Tasks to carry out:
1. List the section headings in the text on Ukrainian volunteers.
2. Copy the stretch of the text on Ukrainian volunteers from "Euromaidan SOS tries" through "to the topic." word for word.
*** Opening of Text block ***
For providing a salvific vision

Vision can save and change a life. This is the central idea of the Center of Air Intelligence created by a student of the Kyiv-Mohyla Academy Mariya Berlinska. The young woman served as a volunteer soldier in the ranks of Aidar battalion, within which she took part in battles where she was responsible for Air Intelligence. “Today we fight using people, not technologies,” says Mariya. She created the Center of Air Intelligence to change this situation and to teach skills she learned to others. Also, Maria is active in covering the role of women in the war in the East of Ukraine. Her speech during the convocation in Kyiv-Mohyla Academy was recognized as the best among Ukrainian students. In it she pointed out that the system against which we are standing controls with our own fears, but when there is no fear, the system is helpless.

To fight fears, stereotypes, phobias, to make this country better, civilized, and brave is the work of our life, because our country became our personal matter.”

For writing down the real history

Yevheniya Zakrevska is an attorney of families of “Heavenly Hundred”. She observes the investigation of murders of activists committed by government forces during 18-20 February 2014 at the Euromaidan protests. She also defends the rights of activists and journalists affected by the actions of the regime of disgraced ex-president Yanukovych and is trying to release people from captivity the self-proclaimed “Luhansk and Donetsk People’s Republics.” After Russia’s illegal annexation of Crimea, Yevheniya managed to release a pro-Ukrainian activist, a teacher Stanislav Yermakov, who had been kidnapped and taken to court. Had she not done that, it’s very likely that he would be now sentenced to decades of Russian prison in a show trial like the Ukrainian filmmaker Oleh Sentsov and activist Oleksandr Kolchenko.  Yevheniya speaks about the cases of murders during the Euromaidan revolution:

In fact, it’s not just an investigation, not just the process of finding the perpetrators and restoring justice, but also it is about establishing the truth, reconstructing very important events for Ukraine and its history. Investigators are now writing down our history. If we stop caring or define things incorrectly, if we have a formal attitude. like some investigators that carry out interrogations in such a way, the story will be deformed and misrepresented in textbooks.”

Everybody can make a difference

The jury of the awards is not that much different from the nominees. Some members of the jury were volunteers that were nominated last year.

“Involving stars in the awards wouldn’t be difficult, but we wanted jury members  to know what volunteering is about,” says Marichka. “These awards are called to show that everybody can make a difference, despite the circumstances, that there can’t be inner excuses like ‘I probably won’t be able to.’”

The Volunteer Award organizers also wanted to demonstrate that, contrary to a notion that is popular nowadays,Ukrainians aren’t becoming more passive and that volunteers are starting to work more systematically. The organization Euromaidan SOS itself serves as proof. During the revolution the initiative was created to defend the rights of activists, but in fact its volunteers were also managing logistics and providing psychological help.

Read more: Human rights activists need to fight on two fronts – Euromaidan SOS coordinator

Now there are around 20 active volunteers in Euromaidan SOS who are dealing with cases of human rights violations in Donbas, most of which are committed to Ukrainian citizens by Russian hybrid forces.

“They are Ukrainian citizens, but nobody in the government cares about them. They are not heroes – often they are just common rural people. We try to find lawyers for them and money for these lawyers because Russian lawyers are expensive and those who take such cases are even more expensive,” says Marichka.

Euromaidan SOS tries to collaborate with the state institutions to provide them with facts. Not always this collaboration is successful. They also put together documents about murders committed during the Euromaidan revolution, organize press-conferences, and attend court hearings devoted to the topic.
*** Close of Text block ***
*** Opening of Entries supplied ***
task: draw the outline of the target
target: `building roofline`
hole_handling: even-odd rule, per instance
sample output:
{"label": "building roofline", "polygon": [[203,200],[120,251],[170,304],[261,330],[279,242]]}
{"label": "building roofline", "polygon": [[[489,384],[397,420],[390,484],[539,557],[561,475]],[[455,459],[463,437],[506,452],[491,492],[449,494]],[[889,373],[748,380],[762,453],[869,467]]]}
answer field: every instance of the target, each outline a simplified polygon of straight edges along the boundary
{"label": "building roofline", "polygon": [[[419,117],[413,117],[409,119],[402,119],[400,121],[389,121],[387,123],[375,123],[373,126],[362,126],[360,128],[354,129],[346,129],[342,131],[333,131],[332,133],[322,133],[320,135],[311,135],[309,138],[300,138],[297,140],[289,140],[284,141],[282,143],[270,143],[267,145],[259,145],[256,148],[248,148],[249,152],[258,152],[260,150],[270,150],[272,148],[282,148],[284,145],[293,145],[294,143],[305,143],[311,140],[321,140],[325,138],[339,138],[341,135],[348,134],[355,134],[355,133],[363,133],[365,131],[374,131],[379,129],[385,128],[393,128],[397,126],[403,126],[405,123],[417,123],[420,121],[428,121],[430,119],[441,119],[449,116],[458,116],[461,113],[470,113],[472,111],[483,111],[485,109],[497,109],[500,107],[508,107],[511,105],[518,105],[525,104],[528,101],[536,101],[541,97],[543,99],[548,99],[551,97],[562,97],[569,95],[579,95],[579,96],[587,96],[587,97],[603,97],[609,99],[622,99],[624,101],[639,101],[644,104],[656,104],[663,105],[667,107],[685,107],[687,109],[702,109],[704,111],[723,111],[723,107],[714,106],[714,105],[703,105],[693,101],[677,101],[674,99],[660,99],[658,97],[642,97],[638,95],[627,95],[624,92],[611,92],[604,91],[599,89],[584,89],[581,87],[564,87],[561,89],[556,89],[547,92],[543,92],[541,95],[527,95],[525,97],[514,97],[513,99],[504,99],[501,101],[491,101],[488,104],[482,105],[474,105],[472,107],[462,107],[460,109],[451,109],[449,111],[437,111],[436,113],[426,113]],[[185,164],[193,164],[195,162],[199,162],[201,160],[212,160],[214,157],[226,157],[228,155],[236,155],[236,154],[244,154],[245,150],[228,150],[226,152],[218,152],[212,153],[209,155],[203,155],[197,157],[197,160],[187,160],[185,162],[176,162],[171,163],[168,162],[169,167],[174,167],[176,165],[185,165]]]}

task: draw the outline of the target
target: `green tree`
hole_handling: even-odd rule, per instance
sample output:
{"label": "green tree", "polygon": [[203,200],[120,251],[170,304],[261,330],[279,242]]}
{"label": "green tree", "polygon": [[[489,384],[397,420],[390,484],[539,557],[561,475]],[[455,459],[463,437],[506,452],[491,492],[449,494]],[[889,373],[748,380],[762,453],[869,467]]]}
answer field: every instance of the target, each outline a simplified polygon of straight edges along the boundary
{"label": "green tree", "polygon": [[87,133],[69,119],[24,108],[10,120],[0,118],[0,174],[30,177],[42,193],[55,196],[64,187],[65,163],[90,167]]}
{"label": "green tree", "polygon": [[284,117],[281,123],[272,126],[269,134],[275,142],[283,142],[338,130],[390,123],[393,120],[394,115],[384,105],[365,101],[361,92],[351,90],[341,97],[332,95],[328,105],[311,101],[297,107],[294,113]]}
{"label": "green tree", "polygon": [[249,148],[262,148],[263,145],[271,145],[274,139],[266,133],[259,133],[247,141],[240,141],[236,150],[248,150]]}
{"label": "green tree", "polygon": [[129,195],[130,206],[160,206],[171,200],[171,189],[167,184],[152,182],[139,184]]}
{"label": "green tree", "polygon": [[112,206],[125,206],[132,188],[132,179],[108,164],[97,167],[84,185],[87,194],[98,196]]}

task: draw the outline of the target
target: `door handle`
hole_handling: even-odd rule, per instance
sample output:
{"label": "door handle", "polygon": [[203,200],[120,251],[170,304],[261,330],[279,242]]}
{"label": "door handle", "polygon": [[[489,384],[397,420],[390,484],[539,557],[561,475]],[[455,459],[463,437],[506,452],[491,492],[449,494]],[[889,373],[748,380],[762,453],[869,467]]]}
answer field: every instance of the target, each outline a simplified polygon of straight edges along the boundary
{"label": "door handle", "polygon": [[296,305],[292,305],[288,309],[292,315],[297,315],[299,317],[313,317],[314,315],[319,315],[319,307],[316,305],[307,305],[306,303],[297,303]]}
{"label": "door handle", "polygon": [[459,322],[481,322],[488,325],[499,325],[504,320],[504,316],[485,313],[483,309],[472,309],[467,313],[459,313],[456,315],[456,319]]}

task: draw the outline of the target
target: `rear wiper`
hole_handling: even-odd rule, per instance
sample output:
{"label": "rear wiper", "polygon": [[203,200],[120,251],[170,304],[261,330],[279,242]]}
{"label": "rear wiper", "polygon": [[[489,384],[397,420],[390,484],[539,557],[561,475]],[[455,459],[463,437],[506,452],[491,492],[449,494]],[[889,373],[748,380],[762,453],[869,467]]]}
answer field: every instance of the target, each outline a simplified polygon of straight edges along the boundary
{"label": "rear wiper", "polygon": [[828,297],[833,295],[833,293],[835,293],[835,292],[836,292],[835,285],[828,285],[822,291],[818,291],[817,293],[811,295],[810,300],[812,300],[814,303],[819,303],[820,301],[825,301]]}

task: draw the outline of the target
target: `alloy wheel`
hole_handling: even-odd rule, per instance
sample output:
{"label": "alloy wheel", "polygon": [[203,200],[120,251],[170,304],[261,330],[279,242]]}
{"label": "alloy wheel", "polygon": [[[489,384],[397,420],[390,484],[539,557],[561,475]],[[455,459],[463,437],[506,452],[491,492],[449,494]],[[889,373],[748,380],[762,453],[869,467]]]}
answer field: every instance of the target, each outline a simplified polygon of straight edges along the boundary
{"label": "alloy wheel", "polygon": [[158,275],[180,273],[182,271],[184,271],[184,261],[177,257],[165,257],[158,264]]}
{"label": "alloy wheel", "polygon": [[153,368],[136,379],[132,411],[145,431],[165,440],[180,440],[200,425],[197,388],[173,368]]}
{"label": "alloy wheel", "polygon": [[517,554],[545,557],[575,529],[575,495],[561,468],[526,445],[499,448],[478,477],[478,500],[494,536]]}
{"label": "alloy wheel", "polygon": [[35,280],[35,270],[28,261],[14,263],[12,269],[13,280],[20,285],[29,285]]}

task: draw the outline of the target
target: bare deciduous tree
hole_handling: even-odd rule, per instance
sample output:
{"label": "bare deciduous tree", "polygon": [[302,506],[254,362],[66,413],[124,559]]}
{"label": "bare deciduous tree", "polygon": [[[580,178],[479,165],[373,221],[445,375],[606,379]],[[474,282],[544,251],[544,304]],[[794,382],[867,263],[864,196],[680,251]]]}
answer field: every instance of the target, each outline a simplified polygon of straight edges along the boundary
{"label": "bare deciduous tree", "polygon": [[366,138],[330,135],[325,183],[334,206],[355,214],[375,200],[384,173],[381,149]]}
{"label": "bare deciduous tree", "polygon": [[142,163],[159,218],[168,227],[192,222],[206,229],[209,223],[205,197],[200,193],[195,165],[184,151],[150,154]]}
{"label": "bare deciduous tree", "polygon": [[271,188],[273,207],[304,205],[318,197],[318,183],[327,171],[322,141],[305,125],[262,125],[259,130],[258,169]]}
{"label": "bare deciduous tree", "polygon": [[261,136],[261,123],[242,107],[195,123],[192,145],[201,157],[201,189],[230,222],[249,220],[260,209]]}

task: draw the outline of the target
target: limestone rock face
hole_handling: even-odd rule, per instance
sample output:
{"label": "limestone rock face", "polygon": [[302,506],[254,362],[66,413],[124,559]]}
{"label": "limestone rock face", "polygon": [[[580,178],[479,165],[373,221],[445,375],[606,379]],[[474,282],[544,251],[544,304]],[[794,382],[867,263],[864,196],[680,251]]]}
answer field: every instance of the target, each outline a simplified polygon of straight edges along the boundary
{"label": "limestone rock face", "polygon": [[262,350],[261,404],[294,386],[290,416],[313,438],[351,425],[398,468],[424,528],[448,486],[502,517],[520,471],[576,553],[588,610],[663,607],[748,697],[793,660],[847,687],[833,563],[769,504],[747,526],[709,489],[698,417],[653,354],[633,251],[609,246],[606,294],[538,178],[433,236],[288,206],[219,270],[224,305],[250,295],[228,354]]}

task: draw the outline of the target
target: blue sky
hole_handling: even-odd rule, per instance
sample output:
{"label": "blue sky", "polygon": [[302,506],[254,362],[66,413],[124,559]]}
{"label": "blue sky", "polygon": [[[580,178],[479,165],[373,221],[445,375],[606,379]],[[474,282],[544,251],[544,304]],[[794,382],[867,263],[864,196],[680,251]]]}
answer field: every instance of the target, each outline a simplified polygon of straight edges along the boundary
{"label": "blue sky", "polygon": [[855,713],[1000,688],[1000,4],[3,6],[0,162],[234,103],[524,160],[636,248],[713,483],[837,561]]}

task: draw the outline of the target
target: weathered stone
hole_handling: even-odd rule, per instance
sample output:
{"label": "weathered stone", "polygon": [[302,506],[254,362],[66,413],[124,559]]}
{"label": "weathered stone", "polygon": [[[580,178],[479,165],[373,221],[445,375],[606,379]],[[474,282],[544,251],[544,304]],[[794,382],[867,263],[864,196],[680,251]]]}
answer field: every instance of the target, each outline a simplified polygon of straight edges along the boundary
*** Close of Entries supplied ***
Solutions per task:
1.
For providing a salvific vision
For writing down the real history
Everybody can make a difference

2.
Euromaidan SOS tries to collaborate with the state institutions to provide them with facts. Not always this collaboration is successful. They also put together documents about murders committed during the Euromaidan revolution, organize press-conferences, and attend court hearings devoted to the topic.